EXERCISE TASK: Copy every one of the records below word for word, changing nothing.

EXERCISE DATA:
START

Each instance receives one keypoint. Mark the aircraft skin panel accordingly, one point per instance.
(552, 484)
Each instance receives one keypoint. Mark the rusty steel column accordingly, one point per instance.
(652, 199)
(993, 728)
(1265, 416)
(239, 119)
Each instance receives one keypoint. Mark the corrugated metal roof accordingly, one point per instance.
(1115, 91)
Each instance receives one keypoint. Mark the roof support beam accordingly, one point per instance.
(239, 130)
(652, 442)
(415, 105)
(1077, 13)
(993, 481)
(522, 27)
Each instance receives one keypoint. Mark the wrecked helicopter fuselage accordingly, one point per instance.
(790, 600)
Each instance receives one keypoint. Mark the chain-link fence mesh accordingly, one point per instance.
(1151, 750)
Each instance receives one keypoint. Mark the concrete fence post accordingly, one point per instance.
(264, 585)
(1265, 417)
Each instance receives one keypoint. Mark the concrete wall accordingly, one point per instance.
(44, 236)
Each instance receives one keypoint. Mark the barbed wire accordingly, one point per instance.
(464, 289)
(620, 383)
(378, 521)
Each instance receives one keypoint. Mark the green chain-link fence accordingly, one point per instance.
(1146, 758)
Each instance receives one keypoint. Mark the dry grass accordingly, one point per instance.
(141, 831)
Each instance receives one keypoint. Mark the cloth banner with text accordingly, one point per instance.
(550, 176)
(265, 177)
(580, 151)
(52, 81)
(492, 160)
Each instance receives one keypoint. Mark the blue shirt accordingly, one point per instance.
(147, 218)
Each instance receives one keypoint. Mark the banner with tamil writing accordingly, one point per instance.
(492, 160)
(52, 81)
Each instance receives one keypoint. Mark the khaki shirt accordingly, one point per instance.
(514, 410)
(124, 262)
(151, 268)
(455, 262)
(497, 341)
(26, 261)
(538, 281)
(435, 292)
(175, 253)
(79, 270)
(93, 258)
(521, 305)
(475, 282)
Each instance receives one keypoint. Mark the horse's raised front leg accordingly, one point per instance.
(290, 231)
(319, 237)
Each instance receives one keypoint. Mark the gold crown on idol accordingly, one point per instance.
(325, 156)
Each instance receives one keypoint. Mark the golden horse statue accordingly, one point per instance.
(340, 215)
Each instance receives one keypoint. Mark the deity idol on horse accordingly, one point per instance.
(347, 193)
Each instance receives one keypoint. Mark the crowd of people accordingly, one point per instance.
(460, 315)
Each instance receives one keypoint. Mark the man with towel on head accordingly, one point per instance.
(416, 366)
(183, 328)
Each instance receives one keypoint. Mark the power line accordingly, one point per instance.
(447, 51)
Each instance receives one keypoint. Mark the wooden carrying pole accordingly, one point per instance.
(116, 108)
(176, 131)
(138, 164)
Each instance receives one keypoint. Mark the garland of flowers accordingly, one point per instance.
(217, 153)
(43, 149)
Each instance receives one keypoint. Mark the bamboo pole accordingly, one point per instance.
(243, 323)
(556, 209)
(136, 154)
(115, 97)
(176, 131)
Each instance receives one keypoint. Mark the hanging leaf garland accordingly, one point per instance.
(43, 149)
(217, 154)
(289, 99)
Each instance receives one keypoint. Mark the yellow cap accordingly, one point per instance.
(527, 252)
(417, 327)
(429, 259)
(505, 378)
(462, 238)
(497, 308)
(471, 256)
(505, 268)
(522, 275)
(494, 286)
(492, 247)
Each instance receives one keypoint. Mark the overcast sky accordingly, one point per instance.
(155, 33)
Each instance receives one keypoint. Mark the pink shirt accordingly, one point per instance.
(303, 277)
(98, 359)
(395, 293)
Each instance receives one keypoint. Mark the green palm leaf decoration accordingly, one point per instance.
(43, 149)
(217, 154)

END

SOLVED PROBLEM:
Each instance receives one keypoint. Mark the aircraft skin panel accordingly, one point per instance.
(552, 484)
Each instance receives one keypoint. Mark the rusty steel column accordingly, one point per instance.
(652, 199)
(993, 728)
(1265, 416)
(239, 119)
Each instance receives one keypoint. Mark the corrugated metal roof accordingly, one point per instance.
(1115, 91)
Each instance receives one keypoint. Mark the roof support beam accordingly, one point per instance.
(239, 130)
(652, 442)
(415, 105)
(1077, 13)
(993, 481)
(522, 27)
Each instance receives one keypoint. Mark the wrecked helicopter fuselage accordingly, one point per instance.
(790, 600)
Each instance receives one keypoint. Mark the chain-link fence mesh accordingly, one point per instance.
(1151, 750)
Each instance receives one keypoint. Mark the concrete fence post accordingly, one point per instance.
(264, 585)
(1265, 417)
Each instance receives one keypoint. Mark the concrete wall accordingly, one point per instance.
(44, 236)
Each instance receives one keypoint. Mark the barbed wire accordingly, one point per instance.
(464, 289)
(620, 383)
(378, 521)
Each instance receives one keypoint. Mark the green chain-link fence accordingly, one point per instance.
(1146, 758)
Each instance receives one keypoint. Mark the dry grass accordingly, one point per instance.
(141, 831)
Each instance receives one keypoint. Mark the cloth banner with text accordingly, one point per instance.
(550, 176)
(265, 177)
(580, 151)
(52, 81)
(492, 160)
Each instance receives one keypoint. Mark the blue shirt accordingly, one point per instance.
(147, 218)
Each instance receives one keypoint. Mark the banner with tamil writing accordingly, one point per instance.
(492, 160)
(52, 81)
Each instance receives one keypoint. Mark the khaki shirt accordingly, one point per instance.
(514, 410)
(124, 262)
(151, 268)
(455, 262)
(497, 341)
(26, 261)
(538, 281)
(435, 292)
(175, 253)
(79, 270)
(93, 258)
(521, 305)
(475, 282)
Each instance receives one keypoint. Mark the horse's raised front leg accordingly, one point per instance.
(290, 231)
(319, 237)
Each instance receives one keypoint. Mark the gold crown on idol accordingly, one point per instance.
(325, 156)
Each instance receives one keypoint. Mark the golden horse statue accordingly, one point per instance.
(340, 215)
Each instance receives one keypoint. Mark the deity idol on horse accordingly, one point per instance.
(347, 193)
Each instance receives one keypoint. Mark the crowd of people accordingly, one point per instance.
(460, 315)
Each instance receives one keypoint. Mark the man with towel on head accordingly, one point per instance.
(416, 366)
(183, 328)
Each instance receives one keypoint. Mark the power line accordingly, one point per instance.
(447, 51)
Each instance receives one keypoint. Mark the wooden carrying pole accordingly, one point per instance.
(116, 108)
(176, 131)
(138, 164)
Each instance receives one keypoint. Mark the garland of flowers accordingly, one point per instance.
(217, 153)
(43, 149)
Each instance receives one keypoint. Mark the bamboo pole accordingly, one point per instance.
(243, 323)
(556, 209)
(136, 154)
(115, 97)
(176, 131)
Each instance receives one keypoint. Mark the hanging leaf garland accordingly, one point per instance.
(43, 149)
(217, 154)
(289, 99)
Each instance receives one keypoint. Mark the yellow cap accordingly, one point per instance.
(527, 252)
(417, 327)
(429, 259)
(505, 378)
(462, 238)
(497, 308)
(471, 256)
(505, 268)
(522, 275)
(494, 286)
(492, 247)
Each instance receives one keypoint. Mark the overcast sky accordingly, one point per instance.
(155, 33)
Each instance receives one keypoint. Mark the pink shirt accordingly, one point per instance.
(303, 277)
(98, 359)
(395, 293)
Each instance receives one keypoint. Mark the green palm leaf decoration accordingly, one point per instance.
(43, 149)
(217, 154)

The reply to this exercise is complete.